## OBJETIVO DE LA TAREA:
Según el extracto del documento sobre ISIS, ¿qué ciudad perdió el movimiento el pasado mes de abril?

───── EXTRACTO DEL DOCUMENTO

A continuación, al tiempo que se enfrentaban ya a estos nuevos enemigos, el
movimiento abrió otro frente en agosto de 2014 con su ataque en Kurdistán,
provocando las represalias de las tropas kurdas, que hasta entonces se habían
mantenido al margen de la contienda. Decapitó al periodista estadounidense James
Foley y al trabajador social británico David Haines, provocando con ello la
intervención de Estados Unidos y el Reino Unido. Enfureció a Japón al exigir
cientos de millones de dólares por un rehén que ya estaba muerto. Acabó 2014
organizando un ataque suicida sobre Kobane, en Siria, soportando más de
seiscientos ataques aéreos estadounidenses, lo que causó miles de bajas entre
los combatientes de ISIS, sin que hubieran podido conquistar nuevo territorio.
Cuando, en una fecha tan reciente como el pasado mes de abril, el movimiento
perdió Tikrit y parecía estar en declive, la explicación parecía evidente. Los
analistas estuvieron a punto de concluir que ISIS había perdido porque era
temerario, abominable, en exceso ambicioso, luchaba en demasiados frentes, carecía
de un verdadero apoyo local, se mostraba incapaz de traducir el terrorismo en
un programa popular y se veía inevitablemente superado por los ejércitos
regulares.
Algunos analistas han centrado, por tanto, sus explicaciones no en la
estrategia militar del movimiento, conducente en apariencia a la autoderrota,
sino en sus cabezas rectoras y sus ingresos, su apoyo de la población y su
dependencia de miles de combatientes extranjeros.

──────────
───── DATOS PARA EXAMINAR

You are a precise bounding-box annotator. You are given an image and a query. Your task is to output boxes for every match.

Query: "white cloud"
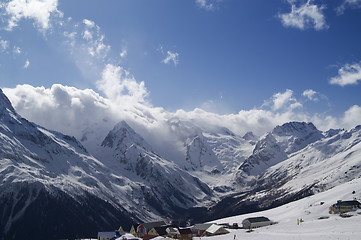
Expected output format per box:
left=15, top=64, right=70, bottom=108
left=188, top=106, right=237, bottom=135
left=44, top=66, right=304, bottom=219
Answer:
left=336, top=0, right=361, bottom=14
left=3, top=84, right=361, bottom=163
left=59, top=19, right=111, bottom=81
left=330, top=63, right=361, bottom=86
left=3, top=0, right=62, bottom=31
left=162, top=51, right=179, bottom=66
left=119, top=48, right=128, bottom=58
left=83, top=30, right=93, bottom=40
left=263, top=89, right=302, bottom=111
left=96, top=64, right=148, bottom=103
left=278, top=0, right=328, bottom=30
left=83, top=19, right=95, bottom=28
left=196, top=0, right=220, bottom=10
left=302, top=89, right=318, bottom=102
left=0, top=40, right=9, bottom=52
left=24, top=59, right=30, bottom=69
left=14, top=46, right=21, bottom=54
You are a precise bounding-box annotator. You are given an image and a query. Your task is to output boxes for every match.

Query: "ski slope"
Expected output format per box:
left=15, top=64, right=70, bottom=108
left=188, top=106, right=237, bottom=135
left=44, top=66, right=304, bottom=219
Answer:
left=205, top=178, right=361, bottom=240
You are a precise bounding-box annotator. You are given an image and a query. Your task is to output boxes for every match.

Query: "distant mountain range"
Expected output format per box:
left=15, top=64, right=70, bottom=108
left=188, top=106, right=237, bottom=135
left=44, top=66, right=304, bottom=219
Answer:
left=0, top=90, right=361, bottom=239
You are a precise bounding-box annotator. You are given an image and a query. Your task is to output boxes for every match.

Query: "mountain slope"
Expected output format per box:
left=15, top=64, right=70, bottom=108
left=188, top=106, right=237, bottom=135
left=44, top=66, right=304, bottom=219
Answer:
left=0, top=91, right=137, bottom=239
left=95, top=121, right=213, bottom=216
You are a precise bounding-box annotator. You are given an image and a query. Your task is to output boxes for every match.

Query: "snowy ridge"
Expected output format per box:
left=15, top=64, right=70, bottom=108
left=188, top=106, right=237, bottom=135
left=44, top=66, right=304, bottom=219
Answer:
left=0, top=88, right=361, bottom=239
left=210, top=178, right=361, bottom=240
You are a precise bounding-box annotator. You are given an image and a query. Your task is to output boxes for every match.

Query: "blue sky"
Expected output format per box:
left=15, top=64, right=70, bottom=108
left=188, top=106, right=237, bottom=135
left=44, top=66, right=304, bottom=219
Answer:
left=0, top=0, right=361, bottom=137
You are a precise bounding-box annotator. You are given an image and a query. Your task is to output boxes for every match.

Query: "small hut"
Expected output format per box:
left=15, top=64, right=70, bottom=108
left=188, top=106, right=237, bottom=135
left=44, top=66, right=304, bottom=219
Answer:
left=242, top=217, right=272, bottom=229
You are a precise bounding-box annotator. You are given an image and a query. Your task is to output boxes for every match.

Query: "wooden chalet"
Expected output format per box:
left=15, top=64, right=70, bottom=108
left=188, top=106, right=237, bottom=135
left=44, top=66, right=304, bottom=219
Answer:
left=329, top=200, right=361, bottom=214
left=203, top=224, right=229, bottom=236
left=242, top=217, right=272, bottom=229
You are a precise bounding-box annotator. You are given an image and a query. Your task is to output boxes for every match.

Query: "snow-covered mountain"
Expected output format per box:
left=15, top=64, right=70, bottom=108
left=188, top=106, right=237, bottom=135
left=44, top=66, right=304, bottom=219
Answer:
left=237, top=122, right=324, bottom=185
left=0, top=88, right=361, bottom=239
left=0, top=91, right=143, bottom=239
left=95, top=121, right=213, bottom=216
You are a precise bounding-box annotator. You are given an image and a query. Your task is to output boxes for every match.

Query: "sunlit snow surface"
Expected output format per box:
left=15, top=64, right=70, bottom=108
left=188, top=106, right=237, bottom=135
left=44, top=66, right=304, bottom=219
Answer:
left=207, top=178, right=361, bottom=240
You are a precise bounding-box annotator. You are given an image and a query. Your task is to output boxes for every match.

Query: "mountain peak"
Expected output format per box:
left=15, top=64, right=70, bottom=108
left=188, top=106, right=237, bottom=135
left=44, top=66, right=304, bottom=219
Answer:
left=272, top=122, right=318, bottom=136
left=101, top=120, right=151, bottom=150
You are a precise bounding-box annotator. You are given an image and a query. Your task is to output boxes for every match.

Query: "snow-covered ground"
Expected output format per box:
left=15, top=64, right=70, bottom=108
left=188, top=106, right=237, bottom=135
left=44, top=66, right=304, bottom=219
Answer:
left=204, top=178, right=361, bottom=240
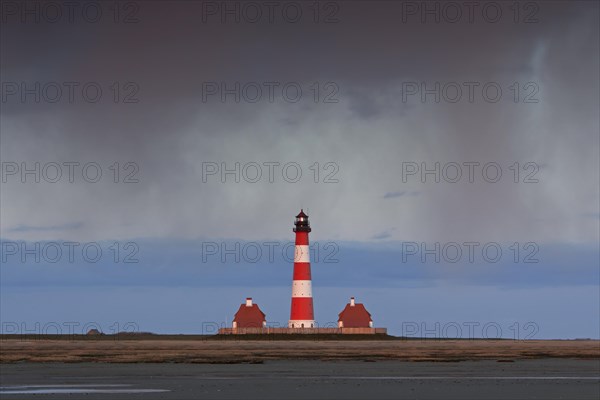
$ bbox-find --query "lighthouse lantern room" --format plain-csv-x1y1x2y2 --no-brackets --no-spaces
288,210,316,328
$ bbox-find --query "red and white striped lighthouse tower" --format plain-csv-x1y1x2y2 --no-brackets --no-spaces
288,210,315,328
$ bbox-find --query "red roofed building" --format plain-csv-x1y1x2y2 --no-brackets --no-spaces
338,297,373,328
233,297,267,328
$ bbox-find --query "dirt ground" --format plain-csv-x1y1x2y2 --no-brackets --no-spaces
0,338,600,363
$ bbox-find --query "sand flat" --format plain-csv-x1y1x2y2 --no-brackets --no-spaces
0,339,600,363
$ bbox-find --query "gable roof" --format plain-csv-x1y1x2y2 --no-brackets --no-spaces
338,303,372,328
233,304,266,328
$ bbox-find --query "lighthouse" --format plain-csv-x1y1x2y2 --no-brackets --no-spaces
288,210,316,328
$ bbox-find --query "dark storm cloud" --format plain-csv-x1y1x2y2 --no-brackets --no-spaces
1,2,598,241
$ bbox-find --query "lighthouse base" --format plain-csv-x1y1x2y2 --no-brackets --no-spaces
288,319,317,328
219,325,387,336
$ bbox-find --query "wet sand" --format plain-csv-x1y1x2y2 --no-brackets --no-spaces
0,336,600,363
0,359,600,400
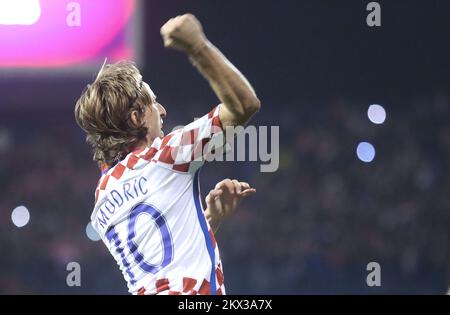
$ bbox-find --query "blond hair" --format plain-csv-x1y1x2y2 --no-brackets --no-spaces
75,61,152,166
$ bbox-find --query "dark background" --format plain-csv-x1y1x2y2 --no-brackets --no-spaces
0,0,450,294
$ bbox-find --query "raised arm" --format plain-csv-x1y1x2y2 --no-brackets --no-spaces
161,14,261,127
205,178,256,233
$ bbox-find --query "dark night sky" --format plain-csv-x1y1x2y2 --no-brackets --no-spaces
0,0,450,113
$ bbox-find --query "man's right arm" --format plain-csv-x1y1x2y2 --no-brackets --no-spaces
205,178,256,233
161,14,261,127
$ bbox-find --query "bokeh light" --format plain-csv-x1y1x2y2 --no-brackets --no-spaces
11,206,30,227
367,104,386,125
356,142,375,163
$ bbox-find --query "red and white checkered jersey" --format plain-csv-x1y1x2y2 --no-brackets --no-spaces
91,105,225,294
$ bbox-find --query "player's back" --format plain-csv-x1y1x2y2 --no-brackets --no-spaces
91,109,225,294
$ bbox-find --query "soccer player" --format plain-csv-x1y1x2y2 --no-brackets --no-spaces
75,14,260,295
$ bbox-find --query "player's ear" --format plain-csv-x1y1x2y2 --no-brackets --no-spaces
130,110,142,126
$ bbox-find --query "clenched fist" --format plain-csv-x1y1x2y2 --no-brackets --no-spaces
161,14,207,55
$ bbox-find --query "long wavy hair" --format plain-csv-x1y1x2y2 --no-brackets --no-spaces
75,61,152,166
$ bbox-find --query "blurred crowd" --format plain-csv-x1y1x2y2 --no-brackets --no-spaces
0,94,450,294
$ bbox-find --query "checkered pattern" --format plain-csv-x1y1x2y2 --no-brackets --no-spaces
91,106,229,295
137,263,225,295
95,105,225,202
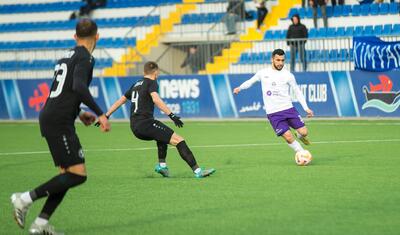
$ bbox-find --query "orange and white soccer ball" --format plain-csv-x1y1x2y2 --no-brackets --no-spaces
294,150,312,166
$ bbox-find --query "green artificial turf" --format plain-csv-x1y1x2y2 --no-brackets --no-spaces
0,120,400,235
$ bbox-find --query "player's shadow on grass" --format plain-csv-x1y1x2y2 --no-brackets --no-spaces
140,173,200,180
0,157,48,170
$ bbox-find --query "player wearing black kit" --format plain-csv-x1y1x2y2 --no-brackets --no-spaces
99,62,215,178
11,19,110,235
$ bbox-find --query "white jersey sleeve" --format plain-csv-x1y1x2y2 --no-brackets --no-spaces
239,72,261,90
289,74,308,111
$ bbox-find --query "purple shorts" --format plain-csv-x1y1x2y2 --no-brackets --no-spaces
267,107,305,136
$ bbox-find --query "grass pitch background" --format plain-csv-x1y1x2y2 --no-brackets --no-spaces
0,120,400,235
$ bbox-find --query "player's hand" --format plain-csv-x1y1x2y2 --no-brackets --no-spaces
94,114,110,127
95,114,111,132
306,109,314,117
79,112,96,126
168,113,183,128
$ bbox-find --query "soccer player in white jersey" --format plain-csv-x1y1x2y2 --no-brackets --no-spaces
233,49,314,152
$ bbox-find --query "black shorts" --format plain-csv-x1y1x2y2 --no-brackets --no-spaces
131,119,174,144
45,133,85,168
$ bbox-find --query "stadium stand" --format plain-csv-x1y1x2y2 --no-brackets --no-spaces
0,0,400,78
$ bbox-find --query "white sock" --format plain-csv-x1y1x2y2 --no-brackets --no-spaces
288,140,304,153
21,192,32,204
35,217,49,225
297,132,303,139
194,167,201,174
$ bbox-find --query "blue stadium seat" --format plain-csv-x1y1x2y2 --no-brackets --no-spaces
344,26,354,37
0,58,112,71
306,7,314,18
389,2,399,14
0,38,136,51
336,27,345,37
264,30,274,40
369,4,379,16
0,16,160,32
321,6,333,17
297,8,307,19
382,24,392,35
329,50,339,62
333,5,343,17
379,3,390,15
360,4,370,16
392,24,400,35
339,49,349,62
317,28,326,38
363,25,374,36
288,8,298,19
353,26,364,37
308,28,317,38
373,25,383,35
326,28,336,38
342,5,351,16
351,5,361,16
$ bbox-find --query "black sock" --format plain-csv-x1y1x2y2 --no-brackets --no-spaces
39,189,68,220
29,172,86,201
157,142,168,163
176,141,199,171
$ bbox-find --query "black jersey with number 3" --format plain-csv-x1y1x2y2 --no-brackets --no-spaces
39,46,103,136
125,78,158,124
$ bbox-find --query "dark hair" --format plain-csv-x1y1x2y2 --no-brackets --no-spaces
75,19,97,38
272,49,285,57
144,61,158,75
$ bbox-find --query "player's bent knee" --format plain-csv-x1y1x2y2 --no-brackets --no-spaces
297,127,308,136
170,133,184,146
282,131,294,144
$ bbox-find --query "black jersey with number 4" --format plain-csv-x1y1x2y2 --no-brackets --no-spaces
125,78,158,123
39,46,103,136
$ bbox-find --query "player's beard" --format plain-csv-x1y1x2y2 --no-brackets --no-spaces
272,63,283,71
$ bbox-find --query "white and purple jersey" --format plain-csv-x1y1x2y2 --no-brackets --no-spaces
239,68,308,114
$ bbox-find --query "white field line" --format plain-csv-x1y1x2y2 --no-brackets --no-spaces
0,139,400,156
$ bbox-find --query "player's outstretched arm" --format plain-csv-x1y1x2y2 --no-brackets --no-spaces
106,95,128,117
233,87,240,95
98,114,111,132
94,96,128,127
233,72,260,95
306,109,314,117
79,110,96,126
150,92,183,127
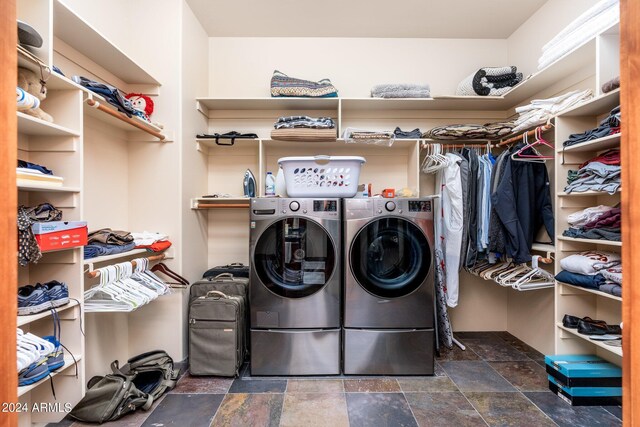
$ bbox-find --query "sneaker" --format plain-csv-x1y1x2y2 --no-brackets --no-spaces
18,285,50,316
42,280,69,308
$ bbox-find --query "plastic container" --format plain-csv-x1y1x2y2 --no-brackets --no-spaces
264,172,276,197
278,156,366,197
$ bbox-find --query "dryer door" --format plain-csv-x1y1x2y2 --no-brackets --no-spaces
253,217,337,298
349,217,432,298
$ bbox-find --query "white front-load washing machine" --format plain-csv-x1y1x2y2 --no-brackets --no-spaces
343,198,435,375
249,198,342,375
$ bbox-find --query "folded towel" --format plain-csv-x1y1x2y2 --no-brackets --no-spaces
456,66,522,96
371,83,431,98
271,128,337,142
16,86,40,111
271,70,338,98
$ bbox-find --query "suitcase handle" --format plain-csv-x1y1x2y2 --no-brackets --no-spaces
206,291,229,299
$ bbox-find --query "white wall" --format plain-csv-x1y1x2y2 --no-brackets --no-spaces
209,37,507,97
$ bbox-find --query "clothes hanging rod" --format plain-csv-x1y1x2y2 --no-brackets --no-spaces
87,254,166,278
498,124,553,147
87,98,167,141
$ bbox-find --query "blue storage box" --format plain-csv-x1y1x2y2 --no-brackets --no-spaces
547,375,622,406
544,354,622,387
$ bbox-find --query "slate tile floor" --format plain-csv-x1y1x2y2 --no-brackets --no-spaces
50,332,622,427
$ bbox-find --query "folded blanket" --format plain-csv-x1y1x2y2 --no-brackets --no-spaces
16,87,40,111
456,66,522,96
271,70,338,98
271,128,337,142
422,122,513,140
371,83,431,98
602,76,620,93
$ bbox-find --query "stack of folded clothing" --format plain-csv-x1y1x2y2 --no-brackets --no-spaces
513,90,593,132
538,0,620,70
71,76,149,122
271,70,338,98
271,116,337,142
562,206,621,242
131,231,171,252
393,127,422,139
371,83,431,98
562,105,620,147
564,149,621,194
342,128,396,147
602,76,620,93
84,228,136,259
16,160,64,187
556,251,622,296
456,66,522,96
422,122,513,140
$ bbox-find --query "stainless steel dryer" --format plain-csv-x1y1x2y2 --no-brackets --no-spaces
249,198,342,375
343,198,435,375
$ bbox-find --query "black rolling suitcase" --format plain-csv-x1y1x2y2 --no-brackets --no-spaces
189,273,249,376
202,262,249,278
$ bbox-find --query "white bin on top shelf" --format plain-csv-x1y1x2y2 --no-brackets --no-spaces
278,156,366,197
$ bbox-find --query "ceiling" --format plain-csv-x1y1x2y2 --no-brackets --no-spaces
187,0,547,39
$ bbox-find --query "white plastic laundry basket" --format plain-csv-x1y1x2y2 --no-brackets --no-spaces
278,156,366,197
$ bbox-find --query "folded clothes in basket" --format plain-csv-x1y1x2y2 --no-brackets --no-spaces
271,128,337,142
271,70,338,98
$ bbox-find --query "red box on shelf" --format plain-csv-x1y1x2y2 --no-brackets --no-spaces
31,221,88,252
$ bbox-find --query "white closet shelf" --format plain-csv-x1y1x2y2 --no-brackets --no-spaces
558,133,620,153
558,282,622,301
558,236,622,247
16,111,80,136
558,189,620,197
18,183,80,193
556,322,622,356
53,0,160,86
558,89,620,117
18,350,82,397
18,300,78,327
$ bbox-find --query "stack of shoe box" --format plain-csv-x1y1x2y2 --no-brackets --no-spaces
545,354,622,406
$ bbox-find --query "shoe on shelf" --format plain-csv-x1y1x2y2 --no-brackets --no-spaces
18,284,51,316
42,280,69,308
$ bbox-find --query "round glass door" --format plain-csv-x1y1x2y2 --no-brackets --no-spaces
350,218,431,298
253,218,336,298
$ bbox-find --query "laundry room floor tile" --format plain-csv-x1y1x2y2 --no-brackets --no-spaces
280,393,349,427
211,393,284,427
229,378,287,393
464,392,556,427
142,394,224,427
442,361,516,392
405,391,486,427
398,377,458,393
524,391,622,427
346,393,418,427
287,379,344,393
489,360,549,391
344,378,400,393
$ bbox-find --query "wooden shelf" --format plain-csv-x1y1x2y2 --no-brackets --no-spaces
53,0,160,86
558,89,620,117
191,197,251,210
18,183,80,193
18,300,78,327
557,133,620,153
558,236,622,247
16,111,80,136
556,322,622,356
18,350,82,397
558,282,622,301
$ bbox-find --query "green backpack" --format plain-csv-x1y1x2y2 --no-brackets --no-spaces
69,351,180,424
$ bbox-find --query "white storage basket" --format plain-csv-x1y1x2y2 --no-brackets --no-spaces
278,156,366,197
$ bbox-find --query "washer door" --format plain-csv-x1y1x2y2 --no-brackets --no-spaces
253,217,337,298
349,218,431,298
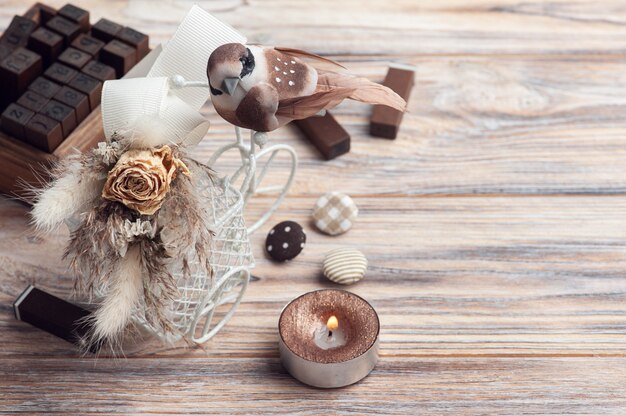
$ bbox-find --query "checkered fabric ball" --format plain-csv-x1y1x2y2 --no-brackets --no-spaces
313,192,359,235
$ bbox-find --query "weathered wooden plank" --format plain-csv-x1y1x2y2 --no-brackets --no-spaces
6,0,626,56
0,196,626,358
0,357,626,415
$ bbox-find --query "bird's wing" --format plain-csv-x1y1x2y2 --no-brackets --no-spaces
276,88,355,120
274,46,346,69
317,70,406,111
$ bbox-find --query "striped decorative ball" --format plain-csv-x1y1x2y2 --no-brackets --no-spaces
324,248,367,285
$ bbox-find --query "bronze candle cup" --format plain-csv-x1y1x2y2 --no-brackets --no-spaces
278,289,380,388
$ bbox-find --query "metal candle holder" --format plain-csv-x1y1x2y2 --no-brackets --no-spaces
278,289,380,388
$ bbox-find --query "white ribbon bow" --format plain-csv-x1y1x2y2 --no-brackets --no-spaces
101,6,246,146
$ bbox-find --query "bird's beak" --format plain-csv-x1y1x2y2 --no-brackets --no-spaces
222,77,240,95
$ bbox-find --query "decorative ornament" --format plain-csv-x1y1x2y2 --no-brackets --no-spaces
313,192,359,235
265,221,306,261
32,6,266,349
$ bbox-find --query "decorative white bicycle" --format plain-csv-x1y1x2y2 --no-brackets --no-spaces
135,110,298,344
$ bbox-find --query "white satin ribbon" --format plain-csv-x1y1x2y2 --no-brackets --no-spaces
101,5,246,146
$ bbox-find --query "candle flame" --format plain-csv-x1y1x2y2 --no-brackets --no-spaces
326,315,339,331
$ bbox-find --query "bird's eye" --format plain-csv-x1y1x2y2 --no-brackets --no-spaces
209,84,223,95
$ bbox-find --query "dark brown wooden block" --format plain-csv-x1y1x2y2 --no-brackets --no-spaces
17,90,50,113
72,34,105,59
28,77,61,98
59,47,91,69
46,16,80,46
28,27,63,67
54,86,89,124
0,104,35,140
294,112,350,160
100,40,137,78
0,46,43,101
91,19,124,42
41,100,77,138
117,27,150,62
44,62,78,85
82,61,115,82
24,114,63,153
24,3,57,25
59,3,89,33
68,73,102,111
370,68,415,139
0,16,37,59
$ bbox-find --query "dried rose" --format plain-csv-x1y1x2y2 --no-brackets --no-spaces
102,145,189,215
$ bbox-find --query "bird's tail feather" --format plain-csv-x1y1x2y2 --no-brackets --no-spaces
317,71,406,111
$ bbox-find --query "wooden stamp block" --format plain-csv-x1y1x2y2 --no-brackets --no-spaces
91,19,124,42
46,16,80,46
59,47,91,69
117,27,150,62
100,40,137,78
68,73,102,111
41,100,77,138
72,34,105,58
44,62,78,85
82,61,115,82
24,114,63,153
28,77,61,98
0,104,35,140
54,86,89,124
0,47,43,101
58,4,89,33
17,90,50,113
0,16,37,59
28,27,63,67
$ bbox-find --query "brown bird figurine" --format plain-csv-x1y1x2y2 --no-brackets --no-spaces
207,43,406,132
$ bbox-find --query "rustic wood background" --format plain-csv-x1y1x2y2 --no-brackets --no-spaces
0,0,626,414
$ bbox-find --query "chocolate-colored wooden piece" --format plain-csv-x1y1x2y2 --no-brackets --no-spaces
370,68,415,139
294,112,350,160
28,77,61,98
0,3,145,201
59,47,91,69
17,90,50,113
28,27,63,67
24,3,57,25
72,33,105,58
59,4,89,33
13,285,98,352
68,73,102,111
117,27,150,62
82,61,115,82
54,86,89,124
44,62,78,85
46,16,80,46
0,46,43,101
24,114,63,153
91,19,124,42
41,100,77,138
0,104,35,140
100,40,137,78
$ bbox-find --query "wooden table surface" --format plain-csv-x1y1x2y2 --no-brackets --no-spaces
0,0,626,415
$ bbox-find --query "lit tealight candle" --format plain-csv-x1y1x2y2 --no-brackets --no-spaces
315,315,346,350
278,290,380,388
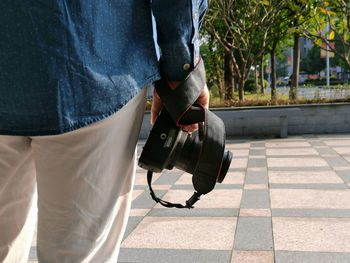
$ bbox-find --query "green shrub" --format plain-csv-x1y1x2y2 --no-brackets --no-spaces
244,78,269,93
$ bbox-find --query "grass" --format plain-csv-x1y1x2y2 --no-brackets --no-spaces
210,93,350,108
146,92,350,110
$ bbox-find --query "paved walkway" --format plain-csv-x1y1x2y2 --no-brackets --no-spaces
30,134,350,263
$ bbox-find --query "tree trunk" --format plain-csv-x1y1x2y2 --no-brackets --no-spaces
238,77,245,101
260,54,265,94
270,43,277,103
254,63,259,93
224,52,235,100
289,33,300,100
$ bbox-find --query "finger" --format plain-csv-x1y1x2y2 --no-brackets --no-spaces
182,123,198,134
151,89,163,125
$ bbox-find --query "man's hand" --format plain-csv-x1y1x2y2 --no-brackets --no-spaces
151,82,209,134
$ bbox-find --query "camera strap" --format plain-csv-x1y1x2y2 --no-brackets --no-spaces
147,171,201,209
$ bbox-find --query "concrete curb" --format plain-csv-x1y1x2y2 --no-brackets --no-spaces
140,103,350,139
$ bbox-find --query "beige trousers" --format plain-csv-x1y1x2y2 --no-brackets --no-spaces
0,88,147,263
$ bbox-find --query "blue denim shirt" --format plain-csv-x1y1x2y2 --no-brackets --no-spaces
0,0,207,136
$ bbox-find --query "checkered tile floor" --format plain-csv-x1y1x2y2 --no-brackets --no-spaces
29,134,350,263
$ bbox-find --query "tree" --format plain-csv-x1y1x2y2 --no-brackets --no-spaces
304,0,350,68
203,0,284,100
300,46,326,75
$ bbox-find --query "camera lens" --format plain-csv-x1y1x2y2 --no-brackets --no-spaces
175,134,201,174
217,151,233,183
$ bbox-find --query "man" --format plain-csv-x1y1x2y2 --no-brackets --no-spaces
0,0,208,263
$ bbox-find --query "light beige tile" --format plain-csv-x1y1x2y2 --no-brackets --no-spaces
152,184,171,190
314,146,329,149
226,143,250,149
132,190,145,201
270,189,350,209
230,149,249,157
250,147,265,150
324,139,350,146
321,154,339,158
222,171,245,185
156,189,242,209
265,141,311,148
333,147,350,154
244,184,269,190
272,217,350,253
231,250,274,263
344,157,350,167
130,209,150,216
267,157,328,167
247,167,267,172
239,208,271,216
266,148,318,155
135,173,162,185
32,226,38,247
175,171,245,185
230,158,248,168
332,166,350,174
268,171,343,184
122,217,237,250
175,173,192,185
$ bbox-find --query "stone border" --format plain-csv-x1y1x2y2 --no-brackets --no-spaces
140,103,350,139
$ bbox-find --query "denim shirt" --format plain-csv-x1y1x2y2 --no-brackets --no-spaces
0,0,207,136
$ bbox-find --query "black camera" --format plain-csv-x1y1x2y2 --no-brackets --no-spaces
139,58,233,208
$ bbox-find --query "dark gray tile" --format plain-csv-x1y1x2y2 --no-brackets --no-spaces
171,185,243,190
245,171,269,184
154,172,184,185
269,166,333,171
323,157,349,167
249,149,266,156
133,185,148,190
123,216,143,240
335,170,350,183
270,184,348,189
303,134,318,139
250,142,265,147
241,189,270,208
248,158,267,168
28,247,38,261
275,251,350,263
131,190,167,209
315,148,338,155
271,208,350,218
234,217,273,250
267,154,319,159
148,209,239,217
118,248,231,263
228,168,247,172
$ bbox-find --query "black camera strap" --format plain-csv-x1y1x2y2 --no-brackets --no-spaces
147,171,201,209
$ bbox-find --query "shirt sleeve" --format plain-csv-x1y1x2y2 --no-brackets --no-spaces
152,0,208,81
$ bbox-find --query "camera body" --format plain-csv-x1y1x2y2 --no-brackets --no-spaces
139,108,232,194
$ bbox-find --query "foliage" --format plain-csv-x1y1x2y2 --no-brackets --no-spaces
300,46,326,74
200,36,224,94
304,0,350,68
244,78,269,93
204,0,284,100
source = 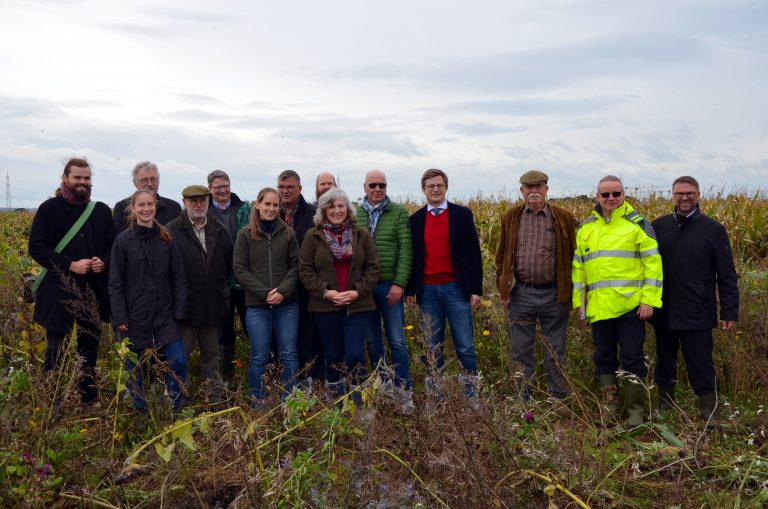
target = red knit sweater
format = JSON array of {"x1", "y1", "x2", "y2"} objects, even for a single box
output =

──────────

## RESPUESTA:
Tikrit.